## Start Provided data

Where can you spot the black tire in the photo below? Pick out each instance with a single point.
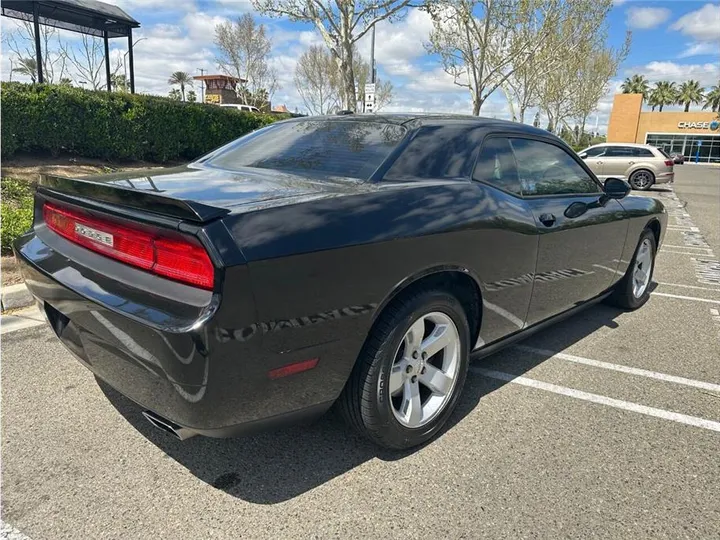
(624, 296)
(642, 179)
(365, 402)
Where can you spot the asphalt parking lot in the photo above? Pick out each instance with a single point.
(606, 425)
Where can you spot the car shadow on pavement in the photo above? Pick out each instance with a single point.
(276, 466)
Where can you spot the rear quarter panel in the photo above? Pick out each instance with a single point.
(641, 212)
(321, 270)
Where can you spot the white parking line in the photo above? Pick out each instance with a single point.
(695, 253)
(602, 400)
(686, 286)
(694, 298)
(685, 247)
(623, 369)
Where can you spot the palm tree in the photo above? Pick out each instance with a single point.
(28, 67)
(663, 94)
(181, 78)
(712, 98)
(637, 84)
(690, 92)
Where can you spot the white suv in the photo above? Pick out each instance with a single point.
(246, 108)
(641, 165)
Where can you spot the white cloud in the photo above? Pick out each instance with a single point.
(702, 24)
(700, 48)
(707, 74)
(645, 18)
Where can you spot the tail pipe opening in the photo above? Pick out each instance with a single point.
(168, 427)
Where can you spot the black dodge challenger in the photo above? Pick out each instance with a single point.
(356, 260)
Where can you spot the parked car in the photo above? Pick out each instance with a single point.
(351, 259)
(641, 164)
(245, 108)
(677, 158)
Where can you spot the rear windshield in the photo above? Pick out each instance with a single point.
(316, 147)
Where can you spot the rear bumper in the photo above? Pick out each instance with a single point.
(186, 366)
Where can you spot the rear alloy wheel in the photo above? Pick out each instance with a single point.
(411, 371)
(642, 180)
(634, 289)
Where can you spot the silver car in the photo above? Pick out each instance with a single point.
(641, 165)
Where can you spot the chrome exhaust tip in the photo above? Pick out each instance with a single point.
(168, 427)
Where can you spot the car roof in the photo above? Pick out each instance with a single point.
(631, 145)
(414, 120)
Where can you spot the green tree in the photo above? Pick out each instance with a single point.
(637, 84)
(181, 78)
(712, 98)
(27, 67)
(663, 94)
(690, 92)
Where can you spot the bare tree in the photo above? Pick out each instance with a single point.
(316, 79)
(87, 61)
(21, 42)
(483, 43)
(245, 53)
(341, 23)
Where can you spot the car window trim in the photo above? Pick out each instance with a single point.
(571, 153)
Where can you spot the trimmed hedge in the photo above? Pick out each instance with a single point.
(116, 126)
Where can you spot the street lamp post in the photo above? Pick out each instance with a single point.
(125, 58)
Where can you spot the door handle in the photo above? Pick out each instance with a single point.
(547, 219)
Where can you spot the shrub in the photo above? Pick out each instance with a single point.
(116, 126)
(16, 211)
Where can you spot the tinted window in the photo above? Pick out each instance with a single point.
(643, 152)
(546, 169)
(496, 165)
(619, 151)
(322, 147)
(594, 152)
(437, 152)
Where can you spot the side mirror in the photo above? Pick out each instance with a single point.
(615, 188)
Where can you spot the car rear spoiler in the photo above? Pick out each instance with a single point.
(137, 199)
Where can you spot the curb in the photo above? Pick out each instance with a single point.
(16, 296)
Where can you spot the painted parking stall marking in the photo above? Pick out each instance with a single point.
(602, 400)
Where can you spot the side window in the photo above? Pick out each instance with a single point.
(619, 151)
(596, 152)
(642, 152)
(496, 165)
(437, 152)
(546, 169)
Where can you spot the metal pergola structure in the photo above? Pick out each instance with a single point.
(88, 17)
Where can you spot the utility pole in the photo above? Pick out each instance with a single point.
(372, 56)
(202, 85)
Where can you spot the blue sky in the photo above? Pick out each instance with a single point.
(674, 40)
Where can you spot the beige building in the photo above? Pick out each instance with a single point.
(695, 134)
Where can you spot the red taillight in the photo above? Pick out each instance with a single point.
(178, 258)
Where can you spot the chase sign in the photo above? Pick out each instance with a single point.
(714, 125)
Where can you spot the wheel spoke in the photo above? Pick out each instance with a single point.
(440, 338)
(397, 378)
(411, 406)
(414, 335)
(436, 380)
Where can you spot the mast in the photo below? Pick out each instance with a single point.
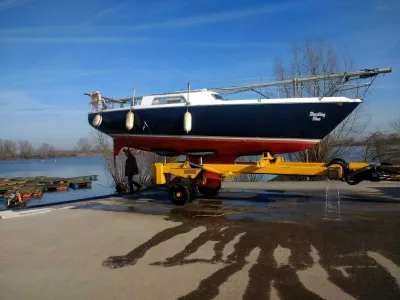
(362, 74)
(296, 82)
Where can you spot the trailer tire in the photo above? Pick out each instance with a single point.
(209, 191)
(179, 194)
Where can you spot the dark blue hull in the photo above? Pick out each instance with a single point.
(294, 120)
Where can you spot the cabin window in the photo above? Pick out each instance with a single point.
(218, 97)
(168, 100)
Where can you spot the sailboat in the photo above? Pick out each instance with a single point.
(201, 123)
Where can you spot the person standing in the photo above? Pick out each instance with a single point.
(131, 169)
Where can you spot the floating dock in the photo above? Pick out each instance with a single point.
(34, 187)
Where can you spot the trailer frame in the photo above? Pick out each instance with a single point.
(183, 179)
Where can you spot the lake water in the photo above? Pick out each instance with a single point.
(61, 167)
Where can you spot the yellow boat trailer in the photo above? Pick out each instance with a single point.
(183, 179)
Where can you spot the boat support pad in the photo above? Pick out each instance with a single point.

## End Provided data

Set problem — Copy each line above precisely, dropping the pictures.

Answer for the task —
Where can you spot the black tire in the photo below? Pick out each instance with a single point.
(624, 296)
(642, 179)
(365, 402)
Where can you spot the asphalt parking lot in the photo above? Pick out each instance with a single point.
(606, 425)
Where can you spot the car shadow on pavement in the photo above? Pick out each instance with a single point.
(276, 466)
Where can you spot the rear quarter panel in the photo above? Pick out each instance with a single point.
(641, 212)
(321, 270)
Where can you spot the white parking line in the photo above? Pick out each instance with a single point.
(695, 253)
(602, 400)
(686, 286)
(694, 298)
(685, 247)
(623, 369)
Where can you spot the palm tree in the photo above? Pick out each instance with a single point.
(28, 67)
(663, 94)
(181, 78)
(712, 98)
(637, 84)
(690, 92)
Where can you spot the white suv in the photo above? Pick out each instance with a single point.
(246, 108)
(641, 165)
Where can you spot the white cloud in the photo above? Pick out each instance with a single point.
(702, 24)
(700, 48)
(707, 74)
(645, 18)
Where can you spot the tail pipe opening in the photo above? Pick out each instance with a single point.
(168, 427)
Where can you spot the black dodge challenger in the photo above? Pick out each instance with a single point.
(356, 260)
Where can you spot the parked car in the photo above? Pick out each instance with a single point.
(351, 259)
(641, 164)
(245, 108)
(677, 158)
Where can you spot the rear windshield in the photo above? Pick out each instance with a single point.
(316, 147)
Where can you spot the rear bumper in the photo above? Pick out each instance with a single point.
(186, 366)
Where can you spot the rear alloy wheel in the photo above? Pick out each instance with a single point.
(411, 371)
(642, 180)
(634, 289)
Where can you spot the silver car in the photo above? Pick out each instance with a single point.
(641, 165)
Where can you spot the chrome exhaust tip in the photo above? Pick out each instance with a single point.
(168, 427)
Where can you spot the car roof in the photo above? Pick out each instance with a single point.
(631, 145)
(414, 120)
Where can you spot the green tree in the photo above? Pick out each instance with a single point.
(637, 84)
(181, 78)
(712, 98)
(27, 67)
(663, 94)
(690, 92)
Where can you spot the bare tree in the photo above? Pick out each instance with a single point.
(316, 79)
(87, 61)
(21, 42)
(483, 43)
(245, 53)
(341, 23)
Where can you spot the car window trim in the photo above? Pick out each instance with a single point.
(571, 153)
Where can you spot the trimmed hedge in the photo above? Pick out each instance with a single point.
(116, 126)
Where can you spot the street lamp post in the photo above? Pick out each instance with a single point.
(125, 58)
Where can you spot the door handle in the photo above? Pick out each instance with a single point.
(547, 219)
Where can you spot the shrub in the photo above? Pick out each instance with a single point.
(116, 126)
(16, 211)
Where can you spot the tinted window in the photo above? Pick out each instance with a single point.
(643, 152)
(546, 169)
(496, 165)
(619, 151)
(322, 147)
(594, 152)
(437, 152)
Where can you spot the side mirror in the photo above? Pick out each instance with a single point.
(615, 188)
Where can you spot the car rear spoiler in the photo above? Pick out each instance with a single point.
(137, 199)
Where can you spot the curb in the photo above? Pick out each instance with a single point.
(16, 296)
Where can you spot the painted parking stall marking in the photo above? Pick out each instance with a single point.
(602, 400)
Where can you spot the side window in the photo above? Pick out each instance with a single point.
(619, 151)
(596, 152)
(642, 152)
(496, 165)
(437, 152)
(546, 169)
Where can you spot the metal pergola structure in the photo above? Pick out each instance with a single point.
(88, 17)
Where can you spot the utility pole in the photo above? Pick out each instance with a single point.
(372, 56)
(202, 85)
Where can you spot the blue sky in the photo above? Pick out each instance with a single point.
(674, 40)
Where can you spot the beige building in the photo above? Pick out each instance with a single point.
(695, 134)
Where can you spot the red taillight in the photo above? Pick out each instance with a single point.
(178, 258)
Where can you spot the chase sign in the photo above? Pick out each instance with a single point.
(714, 125)
Where can you spot the wheel spoke in the photo above? Pick out each instance with a single point.
(440, 338)
(397, 378)
(411, 406)
(414, 335)
(436, 380)
Where can you spot the mast in the photo below? Pick out each instance with a single point.
(362, 74)
(296, 82)
Where can you spot the trailer tire in the photo above? Pick out each instance with a single point.
(209, 191)
(179, 194)
Where can you spot the dark blue hull in the photo above? Pick out each instance with a single point.
(294, 120)
Where can you spot the cabin window in the photo above? Pick out each instance with a single point.
(218, 97)
(168, 100)
Where can you spot the sailboat in the photo above? Pick out each instance with a single point.
(201, 123)
Where can you spot the person standing in the photo above? Pick out each instance with a single point.
(131, 169)
Where can you spot the floating dock in the photo above? Pick out each instance with a single point.
(34, 187)
Where can you spot the trailer frame in the photo above? Pick out each instance with a single point.
(183, 179)
Where can you spot the lake water in the photo above? Pick out each instance with a single point.
(61, 167)
Where can you spot the yellow boat trailer in the photo above? Pick out each instance with a single point.
(183, 179)
Where can you spot the boat support pad in the photo above? Pick out each instance with a single point.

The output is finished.